How many lines in the items below contain the string "water"? Reply with the number alone.

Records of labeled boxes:
--- BEGIN ---
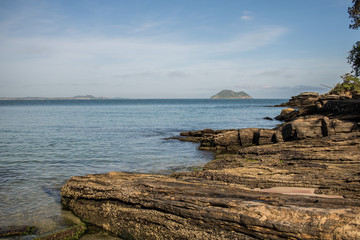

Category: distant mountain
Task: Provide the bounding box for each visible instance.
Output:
[210,90,252,99]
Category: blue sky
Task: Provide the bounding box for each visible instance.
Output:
[0,0,360,98]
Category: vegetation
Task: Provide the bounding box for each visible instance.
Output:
[329,73,360,95]
[348,0,360,76]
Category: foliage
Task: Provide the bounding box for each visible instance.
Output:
[348,0,360,29]
[329,73,360,95]
[348,41,360,76]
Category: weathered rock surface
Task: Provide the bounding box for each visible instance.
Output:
[61,129,360,239]
[61,94,360,239]
[277,92,319,107]
[61,168,360,239]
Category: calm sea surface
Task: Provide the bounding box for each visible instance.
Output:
[0,99,285,236]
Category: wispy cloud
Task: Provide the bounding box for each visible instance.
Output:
[240,11,255,21]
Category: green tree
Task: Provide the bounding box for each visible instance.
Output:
[347,0,360,76]
[348,41,360,77]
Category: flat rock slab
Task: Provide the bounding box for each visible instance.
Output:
[61,172,360,239]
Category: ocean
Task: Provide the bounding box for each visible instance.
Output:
[0,99,286,237]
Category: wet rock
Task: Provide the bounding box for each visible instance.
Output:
[34,223,86,240]
[0,226,37,238]
[277,92,319,108]
[61,169,360,239]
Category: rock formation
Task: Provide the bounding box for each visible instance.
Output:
[61,94,360,239]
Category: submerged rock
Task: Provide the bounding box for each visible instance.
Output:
[61,94,360,240]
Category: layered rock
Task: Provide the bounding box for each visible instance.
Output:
[61,94,360,239]
[277,92,319,107]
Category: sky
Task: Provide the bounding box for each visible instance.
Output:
[0,0,360,98]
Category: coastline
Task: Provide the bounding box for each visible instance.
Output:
[61,93,360,239]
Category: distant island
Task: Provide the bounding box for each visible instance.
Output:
[210,90,252,99]
[0,95,108,100]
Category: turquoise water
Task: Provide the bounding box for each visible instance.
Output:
[0,99,285,235]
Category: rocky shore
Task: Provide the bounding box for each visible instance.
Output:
[61,94,360,239]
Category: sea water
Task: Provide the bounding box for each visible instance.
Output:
[0,99,285,236]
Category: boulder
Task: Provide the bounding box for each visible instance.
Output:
[61,172,360,240]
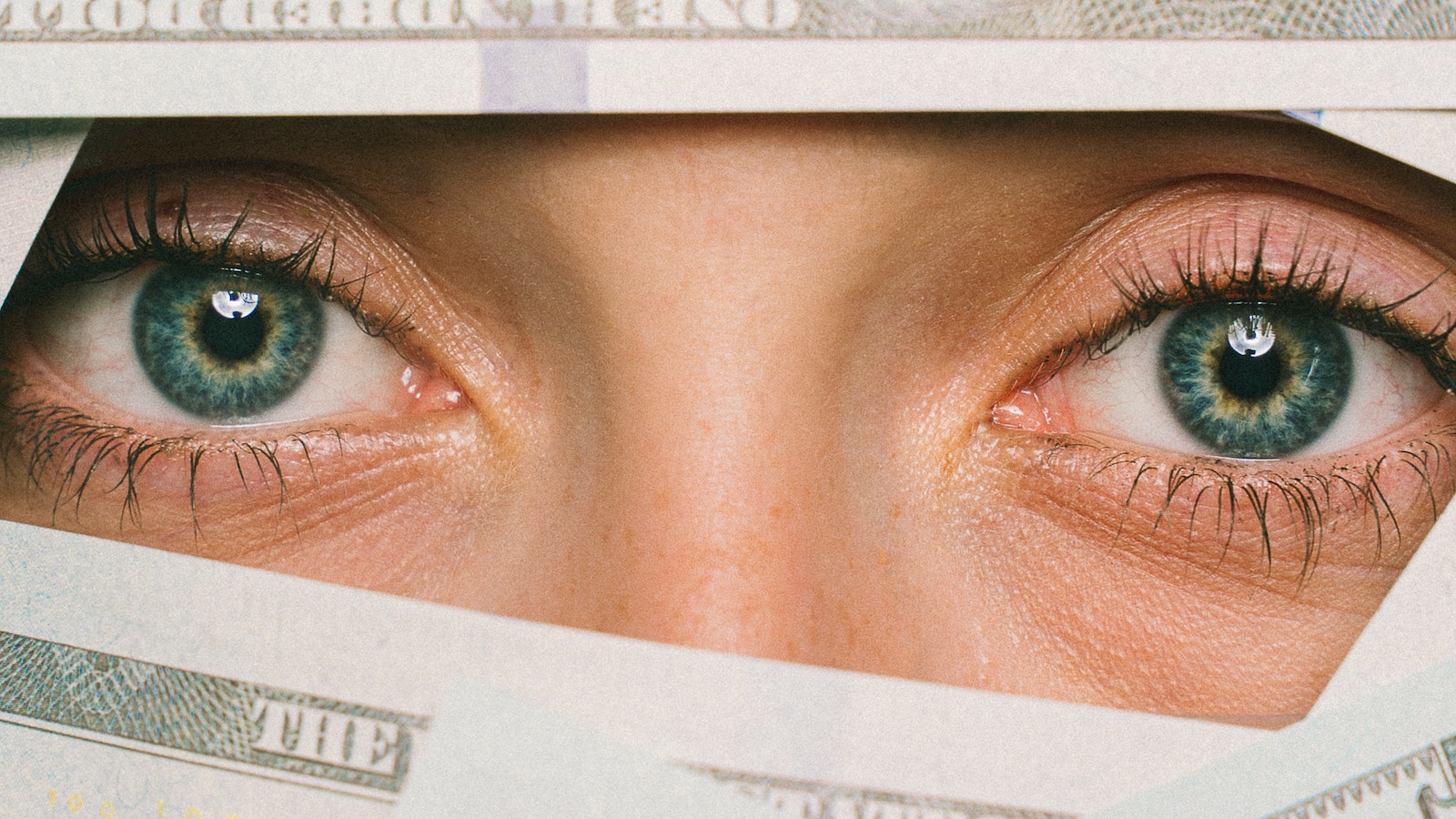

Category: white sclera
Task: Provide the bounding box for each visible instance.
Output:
[32,269,406,427]
[1057,313,1444,458]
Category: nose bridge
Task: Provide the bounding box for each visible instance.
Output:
[571,160,840,659]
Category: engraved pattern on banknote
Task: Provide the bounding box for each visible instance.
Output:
[0,632,428,797]
[0,0,1456,42]
[1264,736,1456,819]
[689,765,1075,819]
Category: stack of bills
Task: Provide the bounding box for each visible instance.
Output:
--- END ---
### Result
2